Data extracted from a collection:
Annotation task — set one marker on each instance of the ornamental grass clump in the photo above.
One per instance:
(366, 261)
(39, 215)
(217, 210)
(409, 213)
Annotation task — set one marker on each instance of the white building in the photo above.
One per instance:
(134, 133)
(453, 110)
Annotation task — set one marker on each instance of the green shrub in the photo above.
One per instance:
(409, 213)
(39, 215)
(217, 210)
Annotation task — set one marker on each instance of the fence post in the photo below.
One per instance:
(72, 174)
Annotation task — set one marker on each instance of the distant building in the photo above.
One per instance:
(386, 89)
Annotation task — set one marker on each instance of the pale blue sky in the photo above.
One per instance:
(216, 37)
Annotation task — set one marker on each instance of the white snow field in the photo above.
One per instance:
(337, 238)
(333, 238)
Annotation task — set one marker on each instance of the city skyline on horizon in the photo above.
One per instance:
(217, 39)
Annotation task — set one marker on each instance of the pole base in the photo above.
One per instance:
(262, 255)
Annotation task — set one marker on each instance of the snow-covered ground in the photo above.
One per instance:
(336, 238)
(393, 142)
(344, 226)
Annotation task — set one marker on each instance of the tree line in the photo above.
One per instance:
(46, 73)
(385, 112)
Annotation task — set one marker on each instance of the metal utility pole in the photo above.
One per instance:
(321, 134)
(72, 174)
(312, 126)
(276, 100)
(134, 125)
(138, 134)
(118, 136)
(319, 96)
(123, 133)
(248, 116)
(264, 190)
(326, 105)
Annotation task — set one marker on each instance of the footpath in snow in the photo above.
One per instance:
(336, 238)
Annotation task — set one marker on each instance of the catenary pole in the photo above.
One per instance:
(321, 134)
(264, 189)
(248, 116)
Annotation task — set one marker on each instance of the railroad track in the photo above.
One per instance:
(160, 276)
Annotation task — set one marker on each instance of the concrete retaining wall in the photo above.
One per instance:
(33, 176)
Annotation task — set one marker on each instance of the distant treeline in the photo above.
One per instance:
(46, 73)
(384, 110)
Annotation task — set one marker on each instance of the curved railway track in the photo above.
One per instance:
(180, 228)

==

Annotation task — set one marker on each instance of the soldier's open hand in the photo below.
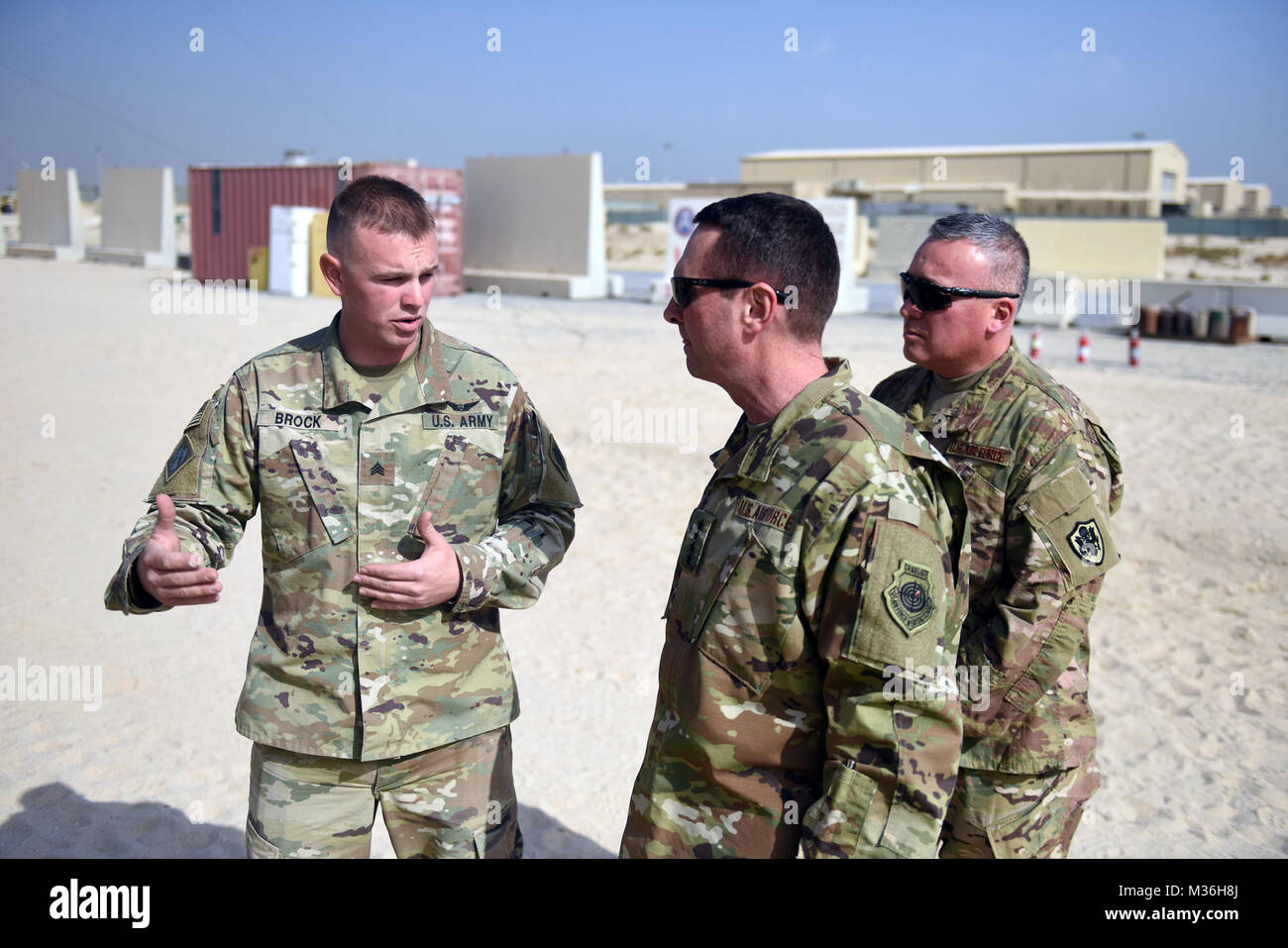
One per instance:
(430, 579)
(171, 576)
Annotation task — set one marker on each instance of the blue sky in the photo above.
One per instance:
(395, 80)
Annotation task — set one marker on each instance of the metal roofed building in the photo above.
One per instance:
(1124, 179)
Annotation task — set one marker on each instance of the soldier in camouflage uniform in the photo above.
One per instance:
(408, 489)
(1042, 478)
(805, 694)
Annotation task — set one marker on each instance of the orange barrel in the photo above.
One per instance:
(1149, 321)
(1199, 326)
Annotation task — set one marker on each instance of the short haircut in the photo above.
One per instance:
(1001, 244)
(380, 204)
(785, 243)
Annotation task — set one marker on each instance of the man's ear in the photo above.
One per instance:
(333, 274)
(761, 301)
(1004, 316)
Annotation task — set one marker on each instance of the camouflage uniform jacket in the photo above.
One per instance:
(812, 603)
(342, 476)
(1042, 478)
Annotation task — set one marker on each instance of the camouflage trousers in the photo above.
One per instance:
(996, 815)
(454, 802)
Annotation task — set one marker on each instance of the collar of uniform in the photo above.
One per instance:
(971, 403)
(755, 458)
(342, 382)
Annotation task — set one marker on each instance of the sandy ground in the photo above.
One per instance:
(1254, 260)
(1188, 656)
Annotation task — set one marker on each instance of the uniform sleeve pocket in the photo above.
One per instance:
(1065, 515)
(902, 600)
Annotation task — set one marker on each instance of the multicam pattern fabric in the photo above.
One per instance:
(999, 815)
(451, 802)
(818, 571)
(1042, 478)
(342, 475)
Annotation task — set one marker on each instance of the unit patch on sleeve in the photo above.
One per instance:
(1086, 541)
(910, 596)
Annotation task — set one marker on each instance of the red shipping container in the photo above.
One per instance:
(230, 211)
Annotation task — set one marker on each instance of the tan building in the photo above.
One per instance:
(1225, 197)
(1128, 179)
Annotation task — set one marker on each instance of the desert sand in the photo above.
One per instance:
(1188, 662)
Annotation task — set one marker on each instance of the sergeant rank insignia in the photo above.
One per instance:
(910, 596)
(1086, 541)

» Task to complete:
Reproduce the lines of the entries above from the one with "clump in the photo above." to the one with "tree line in the photo above.", both included, exactly and without any other line.

» Written answer:
Annotation task — set one marker on each instance of the ornamental grass clump in the photo above.
One per instance:
(366, 261)
(39, 215)
(217, 210)
(409, 213)
Annotation task — set one marker on each instance of the white building in the photo above.
One per instance:
(134, 133)
(453, 110)
Annotation task — set one marker on each instance of the green shrub in the photo above.
One per instance:
(409, 213)
(39, 215)
(217, 210)
Annotation task — set one marker on each instance of the fence post in the photo below.
One per instance:
(72, 174)
Annotation task — set one marker on each instance of the distant building in the photo above.
One per instance:
(386, 89)
Annotation task — set one marker on each instance of the pale blue sky in the photo above.
One per instance:
(216, 37)
Annotation task — set one marker on each instance of the white snow field in the photo above.
One per instance:
(337, 238)
(333, 238)
Annotation task — set one marker on each instance of the city skyline on horizon in the photo above.
One per instance:
(217, 39)
Annotation task — set one marker on each instance of the pole base in the photo above.
One per instance:
(262, 255)
Annotation task — set one marker on each instance of the snow-covered ground in the photo above.
One per instance:
(336, 238)
(393, 142)
(344, 226)
Annotation task — set one marker on each instance of the tree line in the photo above.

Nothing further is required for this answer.